> [TEKS BACAAN]:
REPUBLIKA.CO.ID, JAKARTA -- Otoritas Jasa Keuangan (OJK) mendorong emiten untuk lebih banyak menerbitkan sukuk. Direktur Pasar Modal Syariah OJK Fadilah Kartikasasi mengungkapkan, jumlah emiten yang menerbitkan sukuk relatif masih sedikit.
Pasar sukuk di Indonesia pun saat ini masih didominasi oleh instrumen pemerintah.
"Emiten yang menerbitkan sukuk itu-itu saja, tidak banyak menyebar ke perusahaan lain. BUMN yang kita harapkan juga belum banyak," ujar Fadilah dalam acara diskusi dengan media, Kamis (9/5) malam.
Fadilah menjelaskan, baru 22 sukuk korporasi yang diterbitkan per April 2019 dan berasal dari enam emiten. Total nilai sukuk yang diterbitkan, yaitu sebesar Rp 3,33 triliun.
Secara total, sejak 2013 hingga saat ini, nilai outstanding sukuk korporasi mencapai Rp 24,28 triliun dengan jumlah 120 sukuk. Sedangkan, nilai outstanding sukuk negara saat ini mencapai Rp 686,88 triliun.
Menurut Fadilah, salah satu faktor penyebab rendahnya penerbitan sukuk korporasi adalah emiten belum memahami sukuk. Dia mengatakan, masih banyak emiten yang menilai bahwa sukuk tidak likuid.
Selain itu, kata Fadilah, penerbitan sukuk juga dianggap lebih rumit dari sisi persyaratan dibandingkan menerbitkan obligasi konvensional. Untuk menerbitkan sukuk, emiten diharuskan memiliki underlying asset. Di samping itu, emiten juga wajib memiliki tim ahli syariah (TAS).
"Memang ada tambahan biaya sedikit untuk TAS, tapi tidak signifikan dan bisa dikompensasi dengan penghematan atau potongan 0,05 persen dari emisi," ujar Fadilah.
Menurut Fadilah, satu-satunya cara untuk memberikan solusi atas permasalahan likuiditas adalah dengan memperbanyak suplai. Dengan adanya suplai yang banyak, otomatis likuiditas akan meningkat.

> [TUGAS YANG DIKERJAKAN]:
(1) Menurut bacaan tentang sukuk, dari berapa emiten asal 22 sukuk korporasi yang diterbitkan per April 2019?
(2) Terjemahkan kalimat dari bacaan tentang sukuk ini ke dalam bahasa Inggris: "Pasar sukuk di Indonesia pun saat ini masih didominasi oleh instrumen pemerintah."
(3) Tulis ulang bagian dari bacaan tentang sukuk tanpa mengubah apa pun. Mulailah dari kata-kata yang memuat "Selain itu, kata", lalu berhenti setelah "likuiditas akan meningkat.".
Baris-baris data ini diambil dari sumber yang berbeda.

> [DATA YANG DISEDIAKAN]:
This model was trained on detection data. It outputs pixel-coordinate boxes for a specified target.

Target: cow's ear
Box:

> [KUNCI JAWABAN LATIHAN]:
(1) Enam emiten.

(2) The sukuk market in Indonesia is also still dominated by government instruments at present.

(3)
Selain itu, kata Fadilah, penerbitan sukuk juga dianggap lebih rumit dari sisi persyaratan dibandingkan menerbitkan obligasi konvensional. Untuk menerbitkan sukuk, emiten diharuskan memiliki underlying asset. Di samping itu, emiten juga wajib memiliki tim ahli syariah (TAS).
"Memang ada tambahan biaya sedikit untuk TAS, tapi tidak signifikan dan bisa dikompensasi dengan penghematan atau potongan 0,05 persen dari emisi," ujar Fadilah.
Menurut Fadilah, satu-satunya cara untuk memberikan solusi atas permasalahan likuiditas adalah dengan memperbanyak suplai. Dengan adanya suplai yang banyak, otomatis likuiditas akan meningkat.